** Work required **
Extract the line that contains "shoulder with a single point, one per instance." and every line after it to the end of the records below, exactly as written and nothing else.

** Entries supplied **
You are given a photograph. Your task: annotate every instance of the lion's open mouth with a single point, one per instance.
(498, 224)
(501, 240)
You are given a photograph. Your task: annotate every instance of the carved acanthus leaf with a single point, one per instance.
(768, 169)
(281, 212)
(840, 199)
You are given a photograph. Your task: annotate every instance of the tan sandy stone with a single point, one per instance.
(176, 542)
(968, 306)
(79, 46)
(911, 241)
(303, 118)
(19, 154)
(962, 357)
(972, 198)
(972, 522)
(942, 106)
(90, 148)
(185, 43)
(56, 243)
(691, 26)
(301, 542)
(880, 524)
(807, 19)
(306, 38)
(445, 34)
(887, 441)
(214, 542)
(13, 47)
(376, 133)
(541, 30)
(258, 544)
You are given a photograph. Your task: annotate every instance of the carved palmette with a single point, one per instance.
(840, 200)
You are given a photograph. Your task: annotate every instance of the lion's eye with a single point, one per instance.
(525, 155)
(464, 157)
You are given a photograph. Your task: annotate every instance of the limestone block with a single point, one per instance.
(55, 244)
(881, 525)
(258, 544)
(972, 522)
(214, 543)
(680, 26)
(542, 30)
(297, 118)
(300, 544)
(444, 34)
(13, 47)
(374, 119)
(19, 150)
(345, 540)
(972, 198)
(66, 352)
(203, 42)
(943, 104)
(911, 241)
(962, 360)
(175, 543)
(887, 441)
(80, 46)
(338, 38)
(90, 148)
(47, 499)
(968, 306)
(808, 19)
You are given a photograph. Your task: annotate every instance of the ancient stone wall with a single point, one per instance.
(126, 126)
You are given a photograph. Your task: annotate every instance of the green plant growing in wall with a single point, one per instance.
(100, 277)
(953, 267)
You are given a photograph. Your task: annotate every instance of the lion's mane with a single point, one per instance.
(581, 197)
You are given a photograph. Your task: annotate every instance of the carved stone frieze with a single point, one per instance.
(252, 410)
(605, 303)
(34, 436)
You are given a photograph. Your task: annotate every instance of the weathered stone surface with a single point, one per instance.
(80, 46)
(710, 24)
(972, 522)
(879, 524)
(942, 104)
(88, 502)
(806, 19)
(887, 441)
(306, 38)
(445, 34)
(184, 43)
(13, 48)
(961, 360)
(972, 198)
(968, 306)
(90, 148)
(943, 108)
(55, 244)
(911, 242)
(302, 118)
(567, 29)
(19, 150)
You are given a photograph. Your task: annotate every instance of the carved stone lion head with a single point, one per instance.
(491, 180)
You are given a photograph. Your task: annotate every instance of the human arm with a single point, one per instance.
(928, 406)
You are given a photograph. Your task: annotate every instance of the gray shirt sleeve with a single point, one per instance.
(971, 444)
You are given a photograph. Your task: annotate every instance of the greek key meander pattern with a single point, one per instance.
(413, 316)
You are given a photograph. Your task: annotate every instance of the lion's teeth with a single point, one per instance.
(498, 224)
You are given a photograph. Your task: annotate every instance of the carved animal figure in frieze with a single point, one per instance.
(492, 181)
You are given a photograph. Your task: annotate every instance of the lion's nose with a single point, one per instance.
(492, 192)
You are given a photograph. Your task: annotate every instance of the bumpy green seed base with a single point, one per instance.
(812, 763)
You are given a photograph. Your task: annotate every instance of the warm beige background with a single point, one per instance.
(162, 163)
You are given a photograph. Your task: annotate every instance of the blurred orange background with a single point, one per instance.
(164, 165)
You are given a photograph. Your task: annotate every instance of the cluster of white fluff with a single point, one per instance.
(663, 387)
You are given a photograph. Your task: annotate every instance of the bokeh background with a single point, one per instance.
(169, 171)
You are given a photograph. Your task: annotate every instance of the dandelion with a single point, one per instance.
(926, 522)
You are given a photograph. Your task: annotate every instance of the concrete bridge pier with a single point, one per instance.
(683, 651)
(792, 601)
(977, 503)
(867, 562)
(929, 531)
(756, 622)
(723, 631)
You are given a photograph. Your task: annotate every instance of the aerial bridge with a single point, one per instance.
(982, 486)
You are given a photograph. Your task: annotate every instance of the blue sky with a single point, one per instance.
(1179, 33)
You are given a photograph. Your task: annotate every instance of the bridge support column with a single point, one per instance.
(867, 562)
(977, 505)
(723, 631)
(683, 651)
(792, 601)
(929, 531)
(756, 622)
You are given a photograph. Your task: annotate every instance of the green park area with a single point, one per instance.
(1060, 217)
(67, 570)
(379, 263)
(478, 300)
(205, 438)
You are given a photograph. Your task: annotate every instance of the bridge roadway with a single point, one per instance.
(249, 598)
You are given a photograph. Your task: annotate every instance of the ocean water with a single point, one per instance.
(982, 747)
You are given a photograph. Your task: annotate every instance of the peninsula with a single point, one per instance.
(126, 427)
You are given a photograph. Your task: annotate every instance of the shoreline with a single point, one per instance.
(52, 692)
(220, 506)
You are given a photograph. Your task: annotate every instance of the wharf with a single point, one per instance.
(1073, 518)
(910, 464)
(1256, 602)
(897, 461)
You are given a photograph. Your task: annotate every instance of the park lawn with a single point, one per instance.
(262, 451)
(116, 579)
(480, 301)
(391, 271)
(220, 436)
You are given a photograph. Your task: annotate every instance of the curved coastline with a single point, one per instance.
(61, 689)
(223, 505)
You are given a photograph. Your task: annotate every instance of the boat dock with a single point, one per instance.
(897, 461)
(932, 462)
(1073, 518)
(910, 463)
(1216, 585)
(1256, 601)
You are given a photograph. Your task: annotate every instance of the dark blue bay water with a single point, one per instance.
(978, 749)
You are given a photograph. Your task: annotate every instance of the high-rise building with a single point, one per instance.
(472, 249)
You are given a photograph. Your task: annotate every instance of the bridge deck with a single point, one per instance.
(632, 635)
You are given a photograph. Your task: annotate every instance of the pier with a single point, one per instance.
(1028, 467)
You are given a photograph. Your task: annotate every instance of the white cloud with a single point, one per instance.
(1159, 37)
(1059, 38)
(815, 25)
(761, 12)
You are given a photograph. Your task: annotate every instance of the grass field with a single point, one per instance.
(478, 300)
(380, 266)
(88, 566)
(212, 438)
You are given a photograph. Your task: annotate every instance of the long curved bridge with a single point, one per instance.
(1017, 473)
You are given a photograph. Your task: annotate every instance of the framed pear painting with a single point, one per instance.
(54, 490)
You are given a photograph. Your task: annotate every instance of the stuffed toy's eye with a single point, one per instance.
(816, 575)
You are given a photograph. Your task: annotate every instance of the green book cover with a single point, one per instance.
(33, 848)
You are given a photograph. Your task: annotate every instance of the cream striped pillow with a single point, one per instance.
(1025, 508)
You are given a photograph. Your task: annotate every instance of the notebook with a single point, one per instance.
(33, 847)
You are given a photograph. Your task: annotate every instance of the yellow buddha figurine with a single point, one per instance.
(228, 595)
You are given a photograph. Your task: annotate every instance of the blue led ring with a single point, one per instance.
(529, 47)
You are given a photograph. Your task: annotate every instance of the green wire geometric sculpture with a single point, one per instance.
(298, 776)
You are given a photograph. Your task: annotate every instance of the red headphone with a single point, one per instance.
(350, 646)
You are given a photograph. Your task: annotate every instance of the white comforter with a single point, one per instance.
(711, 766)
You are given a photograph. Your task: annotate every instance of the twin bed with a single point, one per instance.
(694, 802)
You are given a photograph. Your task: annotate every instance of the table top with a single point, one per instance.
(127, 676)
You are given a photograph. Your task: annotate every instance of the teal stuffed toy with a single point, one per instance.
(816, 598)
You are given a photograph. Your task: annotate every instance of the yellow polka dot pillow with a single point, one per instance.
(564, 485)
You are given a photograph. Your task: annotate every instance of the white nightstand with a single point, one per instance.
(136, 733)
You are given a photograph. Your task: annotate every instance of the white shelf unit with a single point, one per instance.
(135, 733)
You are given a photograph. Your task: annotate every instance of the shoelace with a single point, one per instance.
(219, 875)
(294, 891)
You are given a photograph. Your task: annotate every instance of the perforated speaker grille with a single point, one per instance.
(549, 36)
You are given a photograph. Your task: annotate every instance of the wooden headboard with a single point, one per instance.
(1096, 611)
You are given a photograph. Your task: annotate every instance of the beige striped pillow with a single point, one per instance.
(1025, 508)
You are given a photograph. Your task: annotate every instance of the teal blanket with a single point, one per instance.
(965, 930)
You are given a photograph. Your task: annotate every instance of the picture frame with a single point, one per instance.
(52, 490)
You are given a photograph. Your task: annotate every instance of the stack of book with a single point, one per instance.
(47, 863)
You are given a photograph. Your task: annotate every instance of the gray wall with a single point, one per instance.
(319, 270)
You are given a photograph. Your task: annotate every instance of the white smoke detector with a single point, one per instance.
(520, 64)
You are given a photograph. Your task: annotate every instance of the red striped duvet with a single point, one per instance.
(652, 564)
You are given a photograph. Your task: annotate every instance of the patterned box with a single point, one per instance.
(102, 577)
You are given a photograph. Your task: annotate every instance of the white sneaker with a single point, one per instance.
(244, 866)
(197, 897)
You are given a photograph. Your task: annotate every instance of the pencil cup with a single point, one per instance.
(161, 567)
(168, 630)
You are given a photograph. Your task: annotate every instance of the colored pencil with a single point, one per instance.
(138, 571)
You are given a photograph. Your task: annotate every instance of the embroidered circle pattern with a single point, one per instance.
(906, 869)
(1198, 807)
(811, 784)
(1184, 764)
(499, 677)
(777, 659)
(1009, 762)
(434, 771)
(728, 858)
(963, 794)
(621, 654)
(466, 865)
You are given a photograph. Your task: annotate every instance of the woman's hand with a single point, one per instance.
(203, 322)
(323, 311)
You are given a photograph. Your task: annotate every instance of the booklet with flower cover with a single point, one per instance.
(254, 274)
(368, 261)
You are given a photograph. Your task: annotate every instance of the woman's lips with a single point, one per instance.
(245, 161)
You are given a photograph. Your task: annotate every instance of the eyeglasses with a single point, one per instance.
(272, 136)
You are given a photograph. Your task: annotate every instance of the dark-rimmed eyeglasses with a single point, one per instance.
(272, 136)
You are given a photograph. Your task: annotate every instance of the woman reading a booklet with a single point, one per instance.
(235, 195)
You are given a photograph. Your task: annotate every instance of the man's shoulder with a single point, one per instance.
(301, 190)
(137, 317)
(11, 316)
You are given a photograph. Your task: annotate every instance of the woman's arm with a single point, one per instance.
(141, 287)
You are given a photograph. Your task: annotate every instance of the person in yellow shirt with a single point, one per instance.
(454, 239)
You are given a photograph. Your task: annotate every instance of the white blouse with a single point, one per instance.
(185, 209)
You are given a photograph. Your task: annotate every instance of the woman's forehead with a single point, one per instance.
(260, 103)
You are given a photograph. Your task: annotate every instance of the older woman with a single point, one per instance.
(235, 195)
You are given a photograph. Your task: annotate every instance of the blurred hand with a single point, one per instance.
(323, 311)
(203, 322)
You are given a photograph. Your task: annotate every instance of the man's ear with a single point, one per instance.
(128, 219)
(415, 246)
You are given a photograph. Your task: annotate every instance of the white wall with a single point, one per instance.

** Expected output **
You are given a photograph. Your task: annotate every instance of the man's shoulder with a single point, one per instance.
(301, 190)
(137, 317)
(11, 316)
You are given a photograph. Your task: annotate every instance of the woman's arm with a single point, one per instance.
(141, 287)
You are given a photograph. Your task: annotate every instance of the person in yellow shirt with a single point, one per instance.
(454, 239)
You are given a photograph. Your task: annotate every instance of the white blouse with a single point, one per instance.
(185, 209)
You are given a photograph. Your task: annotate every instance of the woman's forehead with a single point, one per instance.
(260, 103)
You are given a photograph. Your task: annotate every instance of the older woman with a single point, one per instance.
(235, 195)
You are given a photograph. Your task: annotate every instance of the blurred hand with a single point, one per instance.
(323, 311)
(203, 322)
You are given a photograph. Your task: annotate every instance of the man's ear with a single point, one per instance.
(128, 219)
(415, 246)
You are given a photograph. Your task: annotate every instance of the white wall with a single point, one per instance.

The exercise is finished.